*Ejercicios*.
a) En el texto sobre el barbero de Bentarique, ¿qué apodo le dan a José María Rodulfo?
b) Reproduce el pasaje del texto sobre el barbero de Bentarique que va desde "El barbero de Bentarique" hasta "determinada del universo.".
c) Continúa el texto sobre el barbero de Bentarique a partir de su última frase.

*Fragmento de origen*.
▼▼▼

El barbero de Bentarique

Hay quien prefiere la inconstancia de los días a la pulcritud del crepúsculo o el delirio de la vida a la rutina determinada del universo.

José María Rodulfo tiene las manos suaves y heladas. Su corazón es sonoro como los bufidos de un buey y su mirada brillante como la de un niño. Nació hace ochenta y cinco años azorado por la curiosidad y una especie de ternura impresa que se ha prolongado como una sombra alargada. José María Rodulfo es barbero, el barbero del pueblo. Heredó la pasión por la barbería por un misterioso anhelo. Dice que cuando era niño se apostaba en los escaparates de las barberías de Almería y, como el que aprende un juego nuevo, anotaba mentalmente los giros imposibles de la navaja, los gestos atléticos del masaje y las primeras plegarias del barbilampiño. Lo recuerda con una claridad natural. Como si la vocación se le hubiera revelado con una aparición celeste que solo él pudiera ubicar. A los diez y siete años ya había aprendido la liturgia de la barbería a fuerza de ensayar con su amigos. Entonces comprobó que el chasquido de las tijeras, de las que nunca se separa, parecía ahuyentar los malos augurios.  Y entonces vinieron los primeros clientes reclinándose sobre sus manos con una obediencia animal. Y la vida se volvió tersa y comprendió entonces que su anhelo era servir a los demás. A José María le llaman el Pariente. Él dice que es un apodo que muestra gratitud y afecto. Y tiene razón, porque desde que comenzó en el oficio no sea ausentado ni un solo día. Ni para ir de vacaciones ni para encontrar un trabajo más liviano. Porque él siempre trabajó en el campo, en los parrales, en el laberinto de las cosechas y la intemperie, pero en cuanto volvía del jornal, sin apenas reposar y con la urgencia de los adolescentes enamorados,  abría inmediatamente el salón cromado de su barbería y la vida cobraba de nuevo sentido y la gente pasaba y a él le entraba entonces una leve tiritera parecida a la de un gran estreno teatral. Y así un día y otro. Un año y otro. Toda la vida.

▲▲▲

[Entradas de una fuente de datos]
▼▼▼

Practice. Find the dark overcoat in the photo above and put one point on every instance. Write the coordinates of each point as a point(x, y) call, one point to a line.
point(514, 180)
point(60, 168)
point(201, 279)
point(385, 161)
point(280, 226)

▲▲▲

*Soluciones*.
a) Le llaman el Pariente.

b)
El barbero de Bentarique

Hay quien prefiere la inconstancia de los días a la pulcritud del crepúsculo o el delirio de la vida a la rutina determinada del universo.

c)
José María tiene una navaja Filarmónica. Es una navaja limpia y afilada que guarda en una caja. Él la conserva como un tesoro porque dice que es como una llave mágica, una llave que al sostenerla sobre el pulgar para rasurar la barba es capaz de decirle, por la vibración diminuta que se escapaba , si quien se sienta es pobre o está en desgracia o si pasa las noches en vela o también si está enfermo de melancolía porque se va antes la piel que la lana.

José María ha entregado la vida entera a la barbería y a cambio de nada. Ahora el medico le dice que debe dejarla, que sus manos ya no responden con la agilidad original porque los tendones están encogidos como murciélagos. Pero él no hace caso y dice que ya solo es el entretenimiento y entonces hace gestos y se frota las manos porque las tiene heladas. Al final se mira en el espejo y se calla.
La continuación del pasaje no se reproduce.